Aufgabe A
Was nahm der Ehemann laut dem Textauszug über seinen plötzlichen Auszug mit?
Aufgabe B
Schreibe den Textauszug über den plötzlich ausgezogenen Ehemann im Anschluss an seinen letzten Satz weiter.

Textauszug
☆ ☆ ☆ ☆ ☆

Re: Mein Mann, ein Messie, ist plötzlich verstorben (Angehörige)

topas, Sonntag, 05.09.2010, 13:24 (vor 4994 Tagen) @ Robbie

Hallo Robbie,

zuerst einmal möchte ich dir mein herzliches Beileid aussprechen.
Ich weiß wie es ist, wenn man von Heute auf Morgen mit allem alleingelassen wird. Auch mein Schicksal ging in diese Richtung. Jedoch ist mein Mann nicht gestorben, sondern nach einer sehr langen Ehe von einem Tag auf den anderen ausgezogen. Er hatte plötzlich die Liebe seines Lebens gefunden und war weg. Er nahm nur seine Kleidung, ein paar Bücher und ein paar CD´s mit - das wars. Er ließ auch mir seinen kompletten Kram zurück. Es war zwar nicht so, wie du es beschreibst, doch für mich hat das schon gereicht, mit all seinen Sachen zurückgelassen zu werden. Und zu wissen, dass er sich jetzt ein neues Leben mit einer anderen Frau aufbaut. Für seine Sachen hatte er sich nicht mehr interessiert, alles was er angeschleppt hatte, hatte plötzlich seinen Wert für ihn verloren. Er hatte jetzt etwas neues, etwas spannendes, einen neuen Menschen, der ihm all das ersetzte.

☆ ☆ ☆ ☆ ☆

Gegebene Angaben
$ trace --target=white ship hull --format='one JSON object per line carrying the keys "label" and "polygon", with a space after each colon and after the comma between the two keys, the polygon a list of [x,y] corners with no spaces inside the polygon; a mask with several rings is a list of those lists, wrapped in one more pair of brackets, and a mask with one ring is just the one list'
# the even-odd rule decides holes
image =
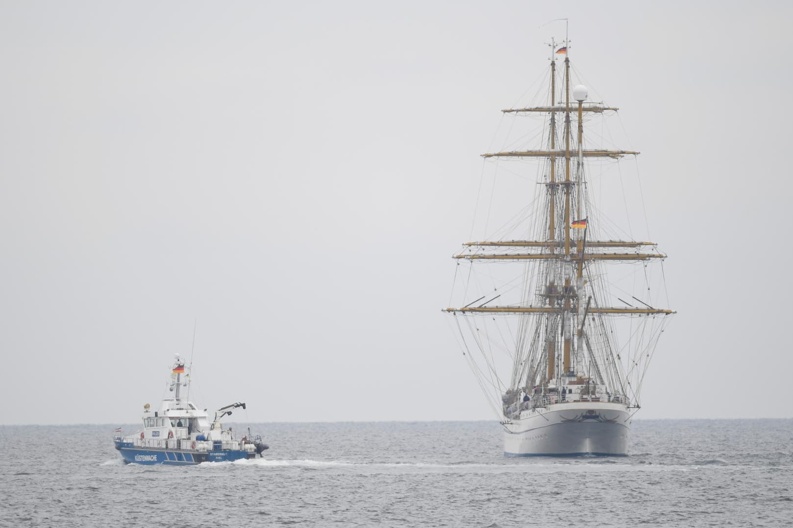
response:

☆ ☆ ☆ ☆ ☆

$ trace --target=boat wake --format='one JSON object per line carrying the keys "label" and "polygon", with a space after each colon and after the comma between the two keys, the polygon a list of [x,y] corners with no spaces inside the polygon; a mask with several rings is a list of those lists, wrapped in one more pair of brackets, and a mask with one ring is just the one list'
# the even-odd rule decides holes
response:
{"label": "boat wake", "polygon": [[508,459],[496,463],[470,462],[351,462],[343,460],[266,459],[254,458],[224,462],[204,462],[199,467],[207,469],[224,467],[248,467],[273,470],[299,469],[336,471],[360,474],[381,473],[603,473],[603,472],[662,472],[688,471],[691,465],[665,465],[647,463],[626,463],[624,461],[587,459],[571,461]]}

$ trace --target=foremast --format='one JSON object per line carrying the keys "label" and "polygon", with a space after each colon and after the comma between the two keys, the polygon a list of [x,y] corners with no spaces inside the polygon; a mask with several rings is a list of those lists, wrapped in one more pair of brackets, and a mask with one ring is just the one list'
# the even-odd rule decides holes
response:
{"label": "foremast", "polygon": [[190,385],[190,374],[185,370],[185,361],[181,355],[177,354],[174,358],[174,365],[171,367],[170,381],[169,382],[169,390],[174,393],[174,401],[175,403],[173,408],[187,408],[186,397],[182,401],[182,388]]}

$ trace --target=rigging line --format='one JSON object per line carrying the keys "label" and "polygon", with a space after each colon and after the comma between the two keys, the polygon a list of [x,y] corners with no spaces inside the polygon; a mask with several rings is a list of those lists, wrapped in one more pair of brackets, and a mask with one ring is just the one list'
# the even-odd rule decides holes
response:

☆ ☆ ☆ ☆ ☆

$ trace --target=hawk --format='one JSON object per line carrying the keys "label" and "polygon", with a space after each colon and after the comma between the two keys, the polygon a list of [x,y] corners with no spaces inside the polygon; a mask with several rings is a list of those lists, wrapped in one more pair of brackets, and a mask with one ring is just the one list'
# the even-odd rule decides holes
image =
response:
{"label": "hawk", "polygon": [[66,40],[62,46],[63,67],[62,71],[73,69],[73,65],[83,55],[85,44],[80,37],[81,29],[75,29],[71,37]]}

☆ ☆ ☆ ☆ ☆

Antwort A
Nur seine Kleidung, ein paar Bücher und ein paar CDs.

Antwort B
Ich hatte damals auch darüber nachgedacht, ob es für mich nicht besser gewesen wäre, wenn er gestorben wäre. Ihn mit einer anderen Frau zusammen zu wissen, war noch mal eine Spur härter. Bis ich endlich die Sachen wegschmeißen konnte, vergingen einige Jahre. Erst als ich die gemeinsame Wohnung auflöste und auszog, war ich dazu in der Lage, mich um all das zu kümmern. Was dann alles von ihm an die Oberfläche kam, lässt mich heute erkennen, dass auch er ein Messie Thema hatte, ohne dass ich mir das damals bewusst gemacht hätte. Ich kannte den Begriff Messie überhaupt nicht. Er trank auch Alkohol, ohne dass ich ihn als Alkoholiker bezeichnet hätte. Es hielt sich alles noch in Grenzen. Und so war das auch mit den Sachen die von ihm gekauft wurden - Kaufen und Haben müssen - um die emotionalen Löcher zu stopfen, egal ob die Sachen gebraucht wurden oder nicht.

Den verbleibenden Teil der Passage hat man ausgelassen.